TASKS TO CARRY OUT:
a. In the passage about What Silence Knows, which record label released the album?
b. Rewrite the passage about What Silence Knows, starting at "What Silence Knows" and ending at "of 100,000 copies.", and swap "September" for "October".

TEXT SEGMENT:

══════

What Silence Knows is the debut solo album by English singer Shara Nelson, released in September 1993 on Cooltempo Records. It includes five singles which reached the UK Singles Chart: "Down That Road", "One Goodbye in Ten", "Inside Out", "Uptight" and "Nobody". The album peaked at No. 22 on the UK Albums Chart and was later certified Gold by the British Phonographic Industry for sales in excess of 100,000 copies.

The album was shortlisted for the 1994 Mercury Music Prize.

Critical reception 
Alan Jones from Music Week wrote, "A glittering solo debut for this talented vocalist. The current single, "One Goodbye in Ten", is particularly fine: a
rich string arrangement underpinning a Sixties feel. Other tracks, such as "Nobody", recall her past with Massive Attack, while the vox/piano style of "Inside Out" has a haunting, stark beauty. Could be a Dina Carroll-style breakout."

══════

SOURCE DATA:
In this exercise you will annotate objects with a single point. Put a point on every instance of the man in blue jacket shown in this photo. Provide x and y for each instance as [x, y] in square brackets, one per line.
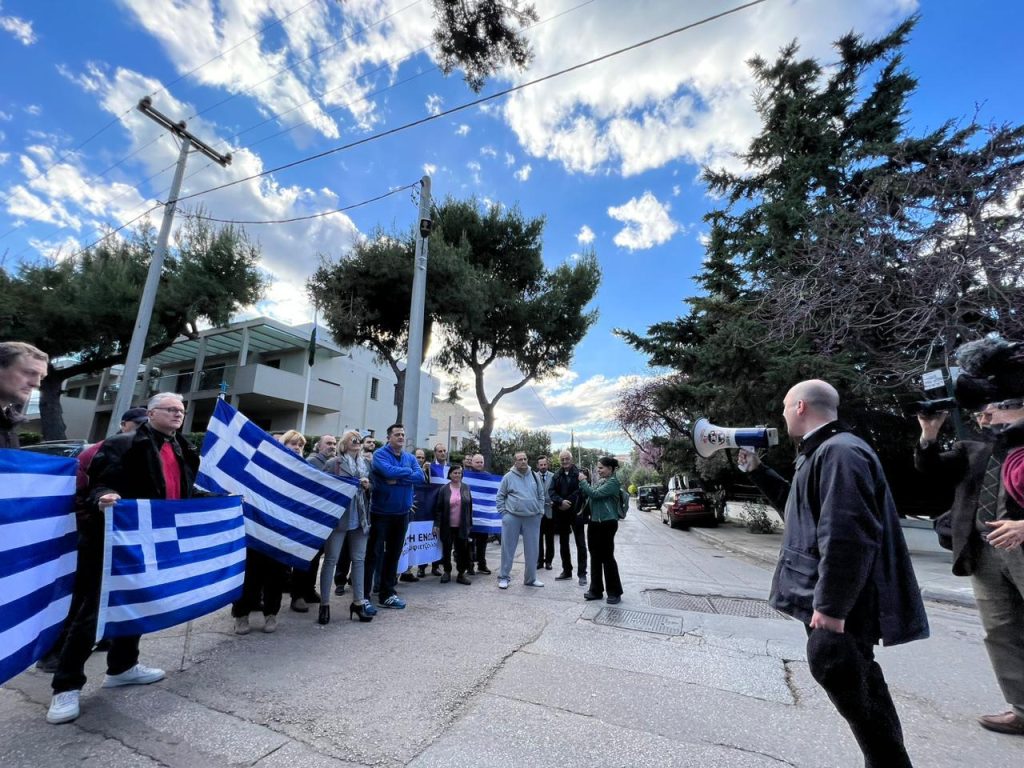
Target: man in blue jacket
[394, 474]
[844, 570]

══════

ANSWERS TO THE EXERCISES:
a. Cooltempo Records

b.
What Silence Knows is the debut solo album by English singer Shara Nelson, released in October 1993 on Cooltempo Records. It includes five singles which reached the UK Singles Chart: "Down That Road", "One Goodbye in Ten", "Inside Out", "Uptight" and "Nobody". The album peaked at No. 22 on the UK Albums Chart and was later certified Gold by the British Phonographic Industry for sales in excess of 100,000 copies.